» **Work required**: From the records below, extract all the text exactly and leave the images behind.

(Image point grounding data)
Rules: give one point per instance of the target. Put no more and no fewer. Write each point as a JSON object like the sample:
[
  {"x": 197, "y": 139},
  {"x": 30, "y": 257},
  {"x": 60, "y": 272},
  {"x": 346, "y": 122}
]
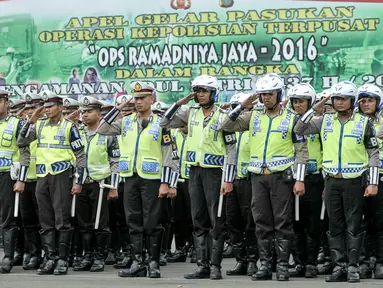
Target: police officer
[
  {"x": 350, "y": 151},
  {"x": 182, "y": 224},
  {"x": 56, "y": 138},
  {"x": 147, "y": 165},
  {"x": 12, "y": 157},
  {"x": 238, "y": 206},
  {"x": 370, "y": 100},
  {"x": 71, "y": 111},
  {"x": 102, "y": 155},
  {"x": 160, "y": 108},
  {"x": 308, "y": 229},
  {"x": 28, "y": 202},
  {"x": 120, "y": 238},
  {"x": 274, "y": 148},
  {"x": 207, "y": 146}
]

» **Your solution**:
Rules: give one point per instance of the target. Put no more and no fewer. Write each point as a JSON object like the sample:
[
  {"x": 197, "y": 139},
  {"x": 30, "y": 257},
  {"x": 60, "y": 272},
  {"x": 346, "y": 122}
]
Target: police officer
[
  {"x": 350, "y": 151},
  {"x": 182, "y": 224},
  {"x": 56, "y": 138},
  {"x": 147, "y": 165},
  {"x": 12, "y": 157},
  {"x": 238, "y": 206},
  {"x": 370, "y": 100},
  {"x": 71, "y": 111},
  {"x": 102, "y": 155},
  {"x": 160, "y": 108},
  {"x": 308, "y": 229},
  {"x": 28, "y": 202},
  {"x": 120, "y": 238},
  {"x": 274, "y": 148},
  {"x": 207, "y": 146}
]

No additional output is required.